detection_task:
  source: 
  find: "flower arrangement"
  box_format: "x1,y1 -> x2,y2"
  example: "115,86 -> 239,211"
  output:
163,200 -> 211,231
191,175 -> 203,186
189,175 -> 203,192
========================
Problem to work on: Reproduce the entries above word for word, line by line.

Full response:
detection_task:
  source: 
  find: "flower arrangement"
  box_format: "x1,y1 -> x2,y2"
  example: "115,86 -> 239,211"
  output:
163,200 -> 211,231
191,175 -> 203,186
189,175 -> 203,192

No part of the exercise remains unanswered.